**Document text**
>>>

This certainly is the year for novels about popular music, of the vinyl persuasion and the power of picking just the right song. We’ve had Magnus Mills’ droll and geeky The Forensic Record Society, Laura Barnett’s soundtrack of a life in Greatest Hits and the first of French author Virginie Despentes’ post-punk Vernon Subutex novels. We can also add Rachel Joyce’s fourth novel to that list.

The resurgence in popularity of vinyl may have influenced the common theme of these books but they’re all totally different in their approach.

The Music Shop starts in 1988 – that crossover period where CDs were pushing vinyl out of record shops. Frank’s record shop, which is not in a prime location in town, is situated in a backstreet parade alongside Maud’s tattoo parlour, Father Anthony’s religious knick-knacks shop, Mr Novak’s bakery and the Williams brothers’ funeral parlour; the florist had closed last month.

<<<

**Material**
>>>

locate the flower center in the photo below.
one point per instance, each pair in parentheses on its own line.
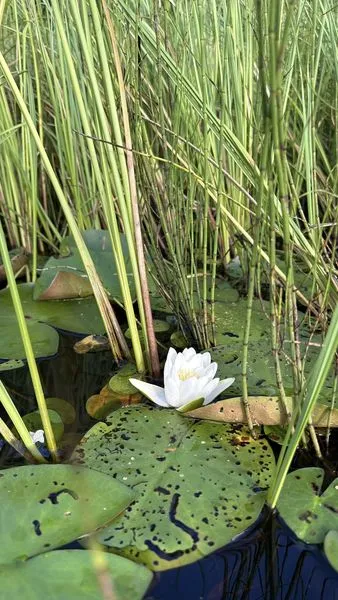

<<<

Retype the review passage about novels on popular music in full, keeping every word and punctuation mark unchanged.

This certainly is the year for novels about popular music, of the vinyl persuasion and the power of picking just the right song. We’ve had Magnus Mills’ droll and geeky The Forensic Record Society, Laura Barnett’s soundtrack of a life in Greatest Hits and the first of French author Virginie Despentes’ post-punk Vernon Subutex novels. We can also add Rachel Joyce’s fourth novel to that list.

The resurgence in popularity of vinyl may have influenced the common theme of these books but they’re all totally different in their approach.

The Music Shop starts in 1988 – that crossover period where CDs were pushing vinyl out of record shops. Frank’s record shop, which is not in a prime location in town, is situated in a backstreet parade alongside Maud’s tattoo parlour, Father Anthony’s religious knick-knacks shop, Mr Novak’s bakery and the Williams brothers’ funeral parlour; the florist had closed last month.